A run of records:
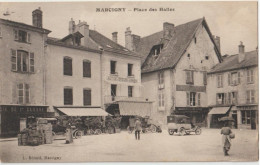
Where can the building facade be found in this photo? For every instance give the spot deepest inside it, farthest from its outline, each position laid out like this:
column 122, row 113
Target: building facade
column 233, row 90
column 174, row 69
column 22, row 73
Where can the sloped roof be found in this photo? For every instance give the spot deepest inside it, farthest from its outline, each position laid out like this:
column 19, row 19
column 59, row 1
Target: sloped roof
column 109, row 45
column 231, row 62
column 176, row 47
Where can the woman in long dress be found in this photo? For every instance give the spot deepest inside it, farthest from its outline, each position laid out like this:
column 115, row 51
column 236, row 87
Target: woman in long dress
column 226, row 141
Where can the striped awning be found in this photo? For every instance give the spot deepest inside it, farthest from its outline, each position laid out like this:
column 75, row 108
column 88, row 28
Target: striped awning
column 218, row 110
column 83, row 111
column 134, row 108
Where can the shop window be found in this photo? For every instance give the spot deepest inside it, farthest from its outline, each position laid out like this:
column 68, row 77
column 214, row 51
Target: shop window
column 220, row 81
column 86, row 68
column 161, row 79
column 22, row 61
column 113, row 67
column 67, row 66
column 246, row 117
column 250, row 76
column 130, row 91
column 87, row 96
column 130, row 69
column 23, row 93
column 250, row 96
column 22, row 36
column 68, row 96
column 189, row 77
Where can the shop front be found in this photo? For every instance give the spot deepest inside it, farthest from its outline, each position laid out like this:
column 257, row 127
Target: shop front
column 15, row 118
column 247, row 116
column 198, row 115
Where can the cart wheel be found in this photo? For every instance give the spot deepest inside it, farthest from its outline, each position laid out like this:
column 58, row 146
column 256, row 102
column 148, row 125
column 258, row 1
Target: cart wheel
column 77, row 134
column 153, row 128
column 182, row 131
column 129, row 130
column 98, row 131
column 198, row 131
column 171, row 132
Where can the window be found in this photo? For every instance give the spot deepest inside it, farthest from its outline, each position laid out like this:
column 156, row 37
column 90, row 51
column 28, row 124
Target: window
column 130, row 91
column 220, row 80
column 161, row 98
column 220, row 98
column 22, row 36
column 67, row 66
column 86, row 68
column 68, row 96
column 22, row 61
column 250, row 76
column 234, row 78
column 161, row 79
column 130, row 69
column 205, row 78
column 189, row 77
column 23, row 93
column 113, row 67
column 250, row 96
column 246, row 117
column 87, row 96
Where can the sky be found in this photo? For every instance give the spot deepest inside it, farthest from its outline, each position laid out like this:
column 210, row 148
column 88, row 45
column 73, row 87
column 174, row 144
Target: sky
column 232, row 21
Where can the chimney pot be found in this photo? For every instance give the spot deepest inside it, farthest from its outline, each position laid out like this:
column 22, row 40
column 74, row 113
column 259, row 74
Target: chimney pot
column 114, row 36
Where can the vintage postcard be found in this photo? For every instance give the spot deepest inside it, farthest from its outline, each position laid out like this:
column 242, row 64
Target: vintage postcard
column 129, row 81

---

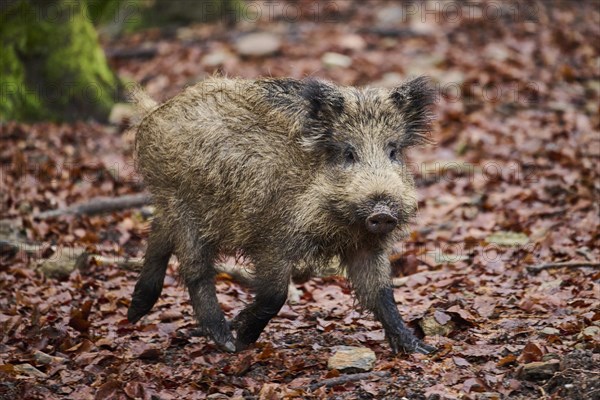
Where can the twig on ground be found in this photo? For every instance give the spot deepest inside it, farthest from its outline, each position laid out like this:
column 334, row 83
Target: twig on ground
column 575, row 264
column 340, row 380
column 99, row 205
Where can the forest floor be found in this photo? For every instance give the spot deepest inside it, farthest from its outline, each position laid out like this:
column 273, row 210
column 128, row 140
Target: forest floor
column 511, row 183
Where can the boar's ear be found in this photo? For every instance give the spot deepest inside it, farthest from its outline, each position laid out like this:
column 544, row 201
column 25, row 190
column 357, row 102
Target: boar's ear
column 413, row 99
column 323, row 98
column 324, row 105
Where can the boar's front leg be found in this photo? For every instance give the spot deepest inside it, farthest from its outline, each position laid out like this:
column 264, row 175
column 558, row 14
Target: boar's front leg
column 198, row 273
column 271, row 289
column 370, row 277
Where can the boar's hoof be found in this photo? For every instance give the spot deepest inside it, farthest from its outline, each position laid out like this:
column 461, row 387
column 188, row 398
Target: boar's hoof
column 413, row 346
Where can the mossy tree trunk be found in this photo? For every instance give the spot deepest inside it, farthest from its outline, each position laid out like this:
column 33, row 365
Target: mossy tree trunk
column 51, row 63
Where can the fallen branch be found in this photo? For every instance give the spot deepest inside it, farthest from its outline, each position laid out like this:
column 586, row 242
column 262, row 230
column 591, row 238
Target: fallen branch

==

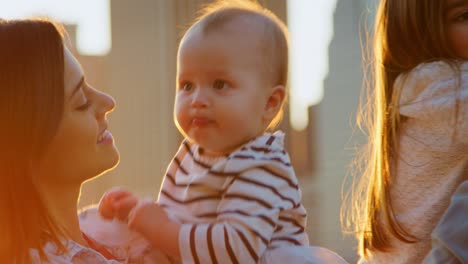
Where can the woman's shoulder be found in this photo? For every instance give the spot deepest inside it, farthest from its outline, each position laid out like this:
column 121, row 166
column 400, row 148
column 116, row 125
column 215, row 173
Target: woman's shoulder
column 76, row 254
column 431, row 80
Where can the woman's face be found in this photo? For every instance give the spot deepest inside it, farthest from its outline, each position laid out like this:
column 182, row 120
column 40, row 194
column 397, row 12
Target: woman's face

EXERCISE DIRECTIONS: Please pull out each line of the records above that contains the word "hoof".

SOLUTION TO THIS EXERCISE:
Where can the boar's hoof be found in this photo? For every instance give the spot deepest inside it, farthest from its outline, each position laid out like this:
Target: boar's hoof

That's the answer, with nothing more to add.